[Input material]
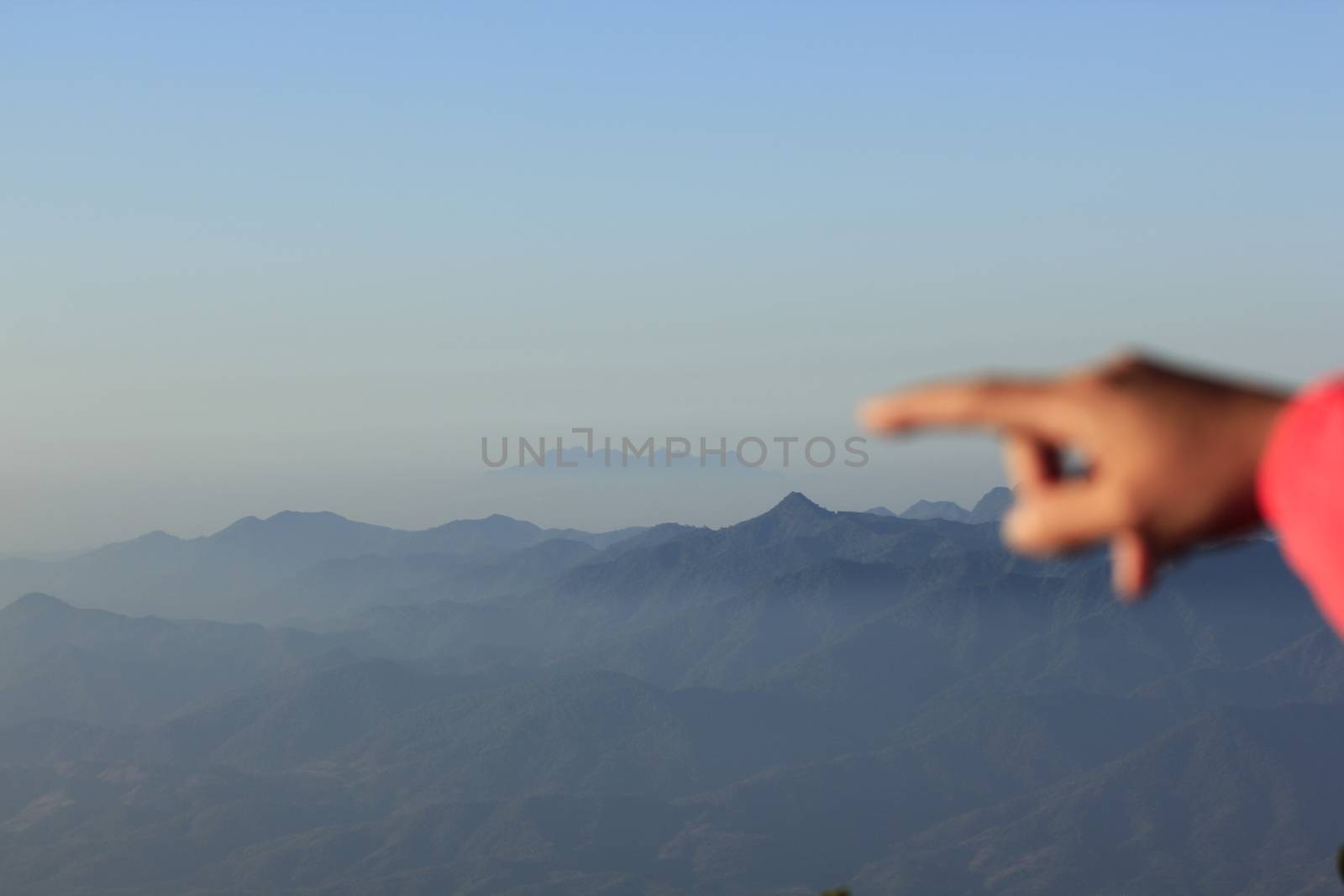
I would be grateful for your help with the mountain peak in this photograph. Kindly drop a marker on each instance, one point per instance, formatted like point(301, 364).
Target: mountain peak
point(35, 604)
point(936, 511)
point(992, 506)
point(799, 503)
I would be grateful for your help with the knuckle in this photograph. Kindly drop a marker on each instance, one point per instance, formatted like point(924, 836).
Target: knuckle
point(1126, 506)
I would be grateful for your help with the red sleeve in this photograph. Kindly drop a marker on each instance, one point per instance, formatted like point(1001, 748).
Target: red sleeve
point(1301, 492)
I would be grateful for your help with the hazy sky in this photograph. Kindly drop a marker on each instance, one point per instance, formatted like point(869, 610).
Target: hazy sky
point(273, 255)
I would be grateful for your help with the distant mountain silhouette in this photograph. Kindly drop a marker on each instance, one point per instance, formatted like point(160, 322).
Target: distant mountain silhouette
point(769, 708)
point(992, 506)
point(936, 511)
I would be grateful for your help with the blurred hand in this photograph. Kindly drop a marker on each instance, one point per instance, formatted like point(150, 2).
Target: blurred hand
point(1171, 457)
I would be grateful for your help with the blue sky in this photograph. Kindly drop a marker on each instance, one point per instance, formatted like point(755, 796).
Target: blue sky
point(259, 257)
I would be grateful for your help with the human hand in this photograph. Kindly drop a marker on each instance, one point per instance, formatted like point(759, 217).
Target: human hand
point(1171, 457)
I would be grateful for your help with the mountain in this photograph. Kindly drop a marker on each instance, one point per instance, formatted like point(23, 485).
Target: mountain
point(795, 701)
point(234, 574)
point(994, 506)
point(96, 667)
point(936, 511)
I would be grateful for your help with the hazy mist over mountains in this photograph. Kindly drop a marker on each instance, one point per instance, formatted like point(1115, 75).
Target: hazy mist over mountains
point(801, 700)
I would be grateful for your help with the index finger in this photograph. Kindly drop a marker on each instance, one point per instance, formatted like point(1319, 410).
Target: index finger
point(996, 403)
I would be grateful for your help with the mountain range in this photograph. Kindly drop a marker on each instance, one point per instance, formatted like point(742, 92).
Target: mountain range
point(803, 700)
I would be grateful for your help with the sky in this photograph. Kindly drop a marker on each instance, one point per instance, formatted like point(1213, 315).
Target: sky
point(261, 257)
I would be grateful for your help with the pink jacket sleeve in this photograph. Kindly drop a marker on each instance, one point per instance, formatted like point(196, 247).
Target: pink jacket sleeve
point(1301, 492)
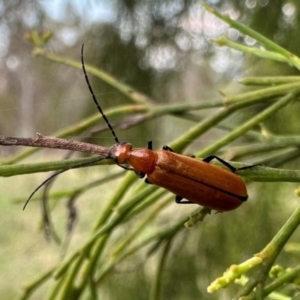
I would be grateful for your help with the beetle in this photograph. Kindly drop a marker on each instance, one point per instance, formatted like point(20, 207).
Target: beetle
point(193, 181)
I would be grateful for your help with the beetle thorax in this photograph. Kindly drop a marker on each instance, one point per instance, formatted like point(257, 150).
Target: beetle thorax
point(143, 160)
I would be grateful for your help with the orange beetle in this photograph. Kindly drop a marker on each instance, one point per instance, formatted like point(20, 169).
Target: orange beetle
point(190, 179)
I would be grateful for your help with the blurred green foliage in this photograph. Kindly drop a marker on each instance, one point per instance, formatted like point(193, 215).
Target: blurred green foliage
point(162, 49)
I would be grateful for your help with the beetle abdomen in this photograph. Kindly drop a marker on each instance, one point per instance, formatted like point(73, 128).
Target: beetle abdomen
point(198, 181)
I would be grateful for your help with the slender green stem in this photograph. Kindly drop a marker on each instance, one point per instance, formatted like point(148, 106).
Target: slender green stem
point(293, 59)
point(262, 53)
point(269, 80)
point(247, 125)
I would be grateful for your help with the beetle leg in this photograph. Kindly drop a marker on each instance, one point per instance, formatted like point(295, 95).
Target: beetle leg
point(228, 165)
point(139, 174)
point(248, 167)
point(147, 181)
point(167, 148)
point(178, 200)
point(225, 163)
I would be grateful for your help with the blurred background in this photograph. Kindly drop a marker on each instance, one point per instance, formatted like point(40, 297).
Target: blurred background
point(162, 49)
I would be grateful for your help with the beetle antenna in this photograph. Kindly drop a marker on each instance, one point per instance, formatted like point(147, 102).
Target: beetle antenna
point(60, 172)
point(95, 99)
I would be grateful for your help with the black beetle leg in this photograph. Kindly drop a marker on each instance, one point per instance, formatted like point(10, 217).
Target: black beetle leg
point(140, 175)
point(178, 200)
point(167, 148)
point(147, 181)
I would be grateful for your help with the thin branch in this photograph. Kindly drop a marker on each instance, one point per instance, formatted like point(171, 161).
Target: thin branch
point(54, 143)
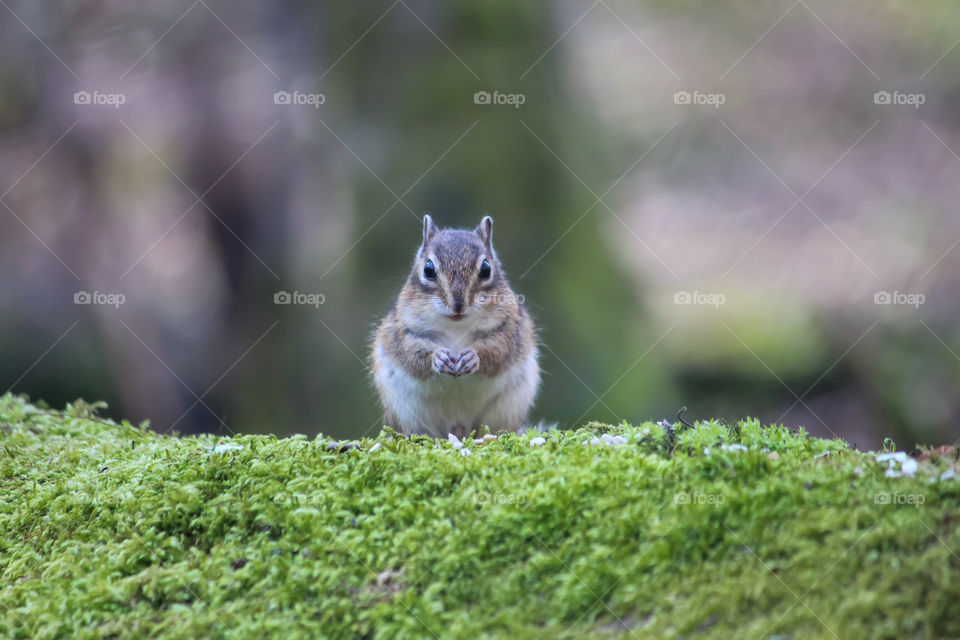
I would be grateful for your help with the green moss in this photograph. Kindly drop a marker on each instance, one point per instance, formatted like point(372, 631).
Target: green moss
point(112, 530)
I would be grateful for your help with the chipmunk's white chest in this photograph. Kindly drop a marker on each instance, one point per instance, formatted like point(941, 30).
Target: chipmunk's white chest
point(443, 404)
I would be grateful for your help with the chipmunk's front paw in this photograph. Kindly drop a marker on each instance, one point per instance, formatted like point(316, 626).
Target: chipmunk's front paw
point(444, 362)
point(469, 362)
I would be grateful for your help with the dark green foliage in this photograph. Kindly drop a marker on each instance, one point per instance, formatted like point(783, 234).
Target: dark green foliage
point(113, 531)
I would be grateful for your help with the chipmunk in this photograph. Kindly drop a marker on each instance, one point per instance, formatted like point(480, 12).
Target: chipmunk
point(458, 350)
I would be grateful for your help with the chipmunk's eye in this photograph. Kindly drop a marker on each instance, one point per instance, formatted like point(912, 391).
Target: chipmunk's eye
point(429, 270)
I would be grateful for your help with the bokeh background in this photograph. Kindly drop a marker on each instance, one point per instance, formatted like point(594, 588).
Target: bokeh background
point(725, 249)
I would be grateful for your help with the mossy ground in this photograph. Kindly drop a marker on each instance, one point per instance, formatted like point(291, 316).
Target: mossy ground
point(114, 531)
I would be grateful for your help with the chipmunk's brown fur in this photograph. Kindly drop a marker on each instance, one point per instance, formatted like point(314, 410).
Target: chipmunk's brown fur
point(457, 351)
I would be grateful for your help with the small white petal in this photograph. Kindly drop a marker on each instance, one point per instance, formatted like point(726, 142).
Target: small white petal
point(909, 467)
point(899, 456)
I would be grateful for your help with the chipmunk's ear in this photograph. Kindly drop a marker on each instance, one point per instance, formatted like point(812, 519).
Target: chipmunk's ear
point(485, 231)
point(429, 230)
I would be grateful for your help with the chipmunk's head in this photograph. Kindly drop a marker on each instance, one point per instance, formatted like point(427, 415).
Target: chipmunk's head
point(457, 275)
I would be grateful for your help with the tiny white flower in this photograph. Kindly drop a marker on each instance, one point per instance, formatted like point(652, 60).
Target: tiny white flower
point(898, 456)
point(909, 467)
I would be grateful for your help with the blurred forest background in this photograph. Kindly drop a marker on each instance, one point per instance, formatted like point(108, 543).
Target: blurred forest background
point(781, 200)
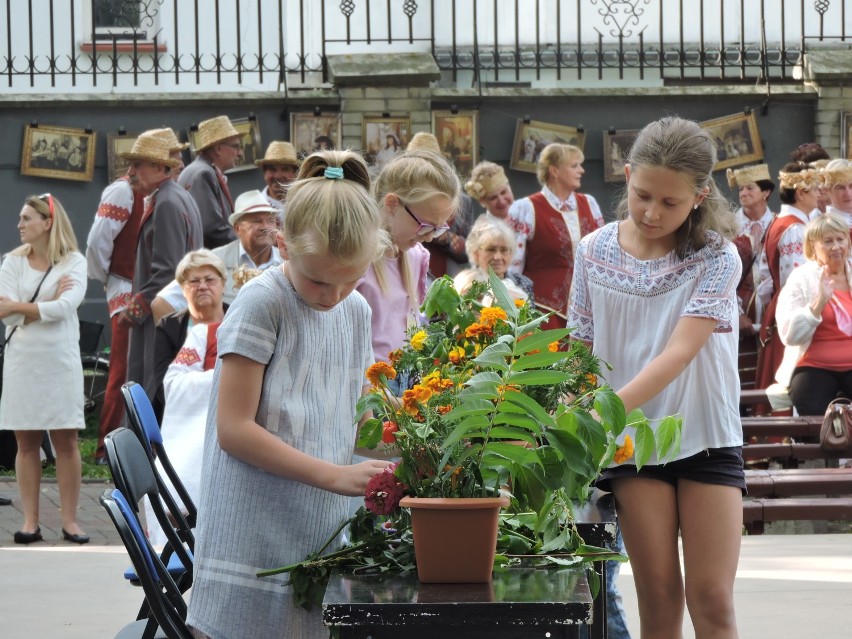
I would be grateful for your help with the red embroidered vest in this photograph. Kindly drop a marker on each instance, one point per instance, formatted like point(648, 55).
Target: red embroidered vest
point(123, 260)
point(550, 255)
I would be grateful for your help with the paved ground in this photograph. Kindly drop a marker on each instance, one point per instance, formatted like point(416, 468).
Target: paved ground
point(788, 586)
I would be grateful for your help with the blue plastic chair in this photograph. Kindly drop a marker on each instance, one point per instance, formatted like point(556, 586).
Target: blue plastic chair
point(165, 614)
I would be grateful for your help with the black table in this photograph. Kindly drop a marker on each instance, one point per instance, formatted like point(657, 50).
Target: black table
point(518, 603)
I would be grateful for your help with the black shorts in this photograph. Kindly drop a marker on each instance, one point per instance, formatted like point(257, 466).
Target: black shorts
point(721, 466)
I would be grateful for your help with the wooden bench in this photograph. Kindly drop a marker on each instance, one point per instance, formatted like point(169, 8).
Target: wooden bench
point(791, 493)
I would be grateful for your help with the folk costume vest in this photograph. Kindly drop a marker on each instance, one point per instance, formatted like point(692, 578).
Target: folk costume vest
point(772, 351)
point(550, 256)
point(123, 260)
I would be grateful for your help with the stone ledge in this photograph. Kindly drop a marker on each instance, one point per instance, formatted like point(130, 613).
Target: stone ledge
point(380, 70)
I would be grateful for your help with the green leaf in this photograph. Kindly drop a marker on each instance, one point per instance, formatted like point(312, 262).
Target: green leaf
point(536, 378)
point(668, 437)
point(441, 298)
point(473, 425)
point(522, 421)
point(644, 445)
point(370, 433)
point(539, 341)
point(530, 405)
point(495, 356)
point(501, 295)
point(539, 360)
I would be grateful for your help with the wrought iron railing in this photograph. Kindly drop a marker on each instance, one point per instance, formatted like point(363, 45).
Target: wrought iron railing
point(179, 45)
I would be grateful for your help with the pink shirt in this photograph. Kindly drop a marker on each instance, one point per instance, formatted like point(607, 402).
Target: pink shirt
point(394, 311)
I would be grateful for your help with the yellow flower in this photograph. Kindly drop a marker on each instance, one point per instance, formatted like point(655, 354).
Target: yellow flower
point(624, 451)
point(418, 340)
point(377, 370)
point(457, 354)
point(491, 315)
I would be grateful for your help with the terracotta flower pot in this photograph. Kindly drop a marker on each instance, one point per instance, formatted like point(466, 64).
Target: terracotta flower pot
point(454, 539)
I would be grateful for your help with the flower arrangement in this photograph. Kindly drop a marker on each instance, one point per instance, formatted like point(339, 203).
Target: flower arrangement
point(497, 406)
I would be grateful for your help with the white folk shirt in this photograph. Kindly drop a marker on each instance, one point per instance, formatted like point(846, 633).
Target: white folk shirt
point(113, 212)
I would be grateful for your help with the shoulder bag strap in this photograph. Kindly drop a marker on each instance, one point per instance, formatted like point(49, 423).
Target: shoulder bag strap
point(32, 299)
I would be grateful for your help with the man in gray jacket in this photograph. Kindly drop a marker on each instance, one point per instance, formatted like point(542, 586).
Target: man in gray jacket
point(219, 148)
point(171, 227)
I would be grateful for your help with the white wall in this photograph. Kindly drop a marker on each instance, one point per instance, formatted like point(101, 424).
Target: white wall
point(536, 19)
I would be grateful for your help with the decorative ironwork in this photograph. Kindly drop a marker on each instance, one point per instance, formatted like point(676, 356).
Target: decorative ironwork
point(621, 14)
point(409, 8)
point(347, 7)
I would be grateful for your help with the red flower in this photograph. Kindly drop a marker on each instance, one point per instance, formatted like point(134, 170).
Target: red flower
point(383, 492)
point(388, 429)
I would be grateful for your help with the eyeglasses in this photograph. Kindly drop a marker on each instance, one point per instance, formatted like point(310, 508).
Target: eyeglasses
point(427, 229)
point(47, 198)
point(208, 281)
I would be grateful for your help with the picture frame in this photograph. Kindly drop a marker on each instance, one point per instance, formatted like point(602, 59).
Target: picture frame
point(846, 135)
point(384, 137)
point(737, 139)
point(58, 152)
point(118, 143)
point(249, 130)
point(458, 136)
point(616, 148)
point(313, 131)
point(531, 136)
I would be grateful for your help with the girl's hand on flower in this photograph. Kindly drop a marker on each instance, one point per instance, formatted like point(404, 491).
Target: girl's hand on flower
point(352, 480)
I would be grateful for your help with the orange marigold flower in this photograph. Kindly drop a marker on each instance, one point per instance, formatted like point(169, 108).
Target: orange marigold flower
point(624, 451)
point(376, 371)
point(491, 315)
point(388, 430)
point(476, 329)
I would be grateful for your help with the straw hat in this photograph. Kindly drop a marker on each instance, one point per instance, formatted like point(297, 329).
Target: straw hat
point(837, 172)
point(279, 153)
point(215, 130)
point(151, 147)
point(250, 202)
point(486, 178)
point(423, 141)
point(748, 175)
point(169, 137)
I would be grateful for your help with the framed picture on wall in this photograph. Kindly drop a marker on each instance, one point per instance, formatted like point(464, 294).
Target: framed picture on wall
point(532, 136)
point(249, 130)
point(846, 135)
point(384, 137)
point(58, 152)
point(118, 143)
point(458, 137)
point(737, 139)
point(616, 147)
point(313, 131)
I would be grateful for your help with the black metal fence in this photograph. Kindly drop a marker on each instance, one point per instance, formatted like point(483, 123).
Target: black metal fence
point(270, 44)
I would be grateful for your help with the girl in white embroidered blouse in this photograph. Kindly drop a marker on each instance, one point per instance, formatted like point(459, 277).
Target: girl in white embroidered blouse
point(654, 294)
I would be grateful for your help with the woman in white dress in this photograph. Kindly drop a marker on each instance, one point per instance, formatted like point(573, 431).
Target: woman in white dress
point(42, 283)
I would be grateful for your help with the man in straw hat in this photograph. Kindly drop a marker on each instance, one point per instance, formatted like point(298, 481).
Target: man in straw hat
point(170, 228)
point(280, 166)
point(837, 178)
point(111, 258)
point(753, 218)
point(255, 222)
point(219, 148)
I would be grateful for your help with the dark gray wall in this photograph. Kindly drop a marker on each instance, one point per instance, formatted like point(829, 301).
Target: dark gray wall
point(787, 124)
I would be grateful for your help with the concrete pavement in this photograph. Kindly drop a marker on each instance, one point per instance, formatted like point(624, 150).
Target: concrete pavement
point(788, 586)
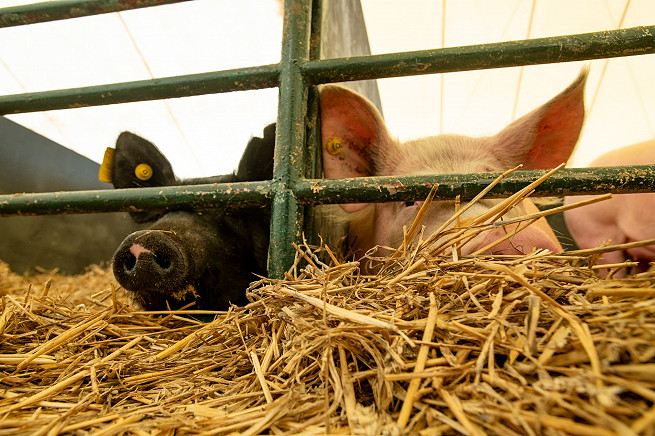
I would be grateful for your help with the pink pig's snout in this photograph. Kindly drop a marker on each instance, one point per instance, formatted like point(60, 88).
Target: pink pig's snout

[Goal]
Only what runs from the line containing "I would be grateful for your help with the woman" through the end of the entries above should be extracted, exactly and without pictures.

[Exercise output]
I would be grateful for your help with the woman in white dress in this photograph. Kindly drop a marker on each instance, one point per instance, formatted like point(573, 431).
Target: woman in white dress
point(42, 283)
I would be grateful for your help with the man in straw hat in this photograph. Kindly drop a marker on each instance, one point per instance, formatted like point(298, 481).
Target: man in straw hat
point(170, 228)
point(280, 166)
point(837, 178)
point(111, 258)
point(753, 218)
point(255, 222)
point(219, 148)
I would be grateful for your help with the dark gray wall in this photograph. Kindly drop a marker on each instance, one point per instance, formatted like point(829, 301).
Target: dark gray wall
point(787, 124)
I would be grateful for your help with the concrete pavement in this photograph. Kindly drop a marker on each instance, one point per instance, formatted like point(624, 150).
Target: concrete pavement
point(788, 586)
I would be grateful for your help with the pink pig's snout in this photograph. Kindly drop a marker on each instance, one point per instance, formatted like point(60, 88).
Target: pink pig's snout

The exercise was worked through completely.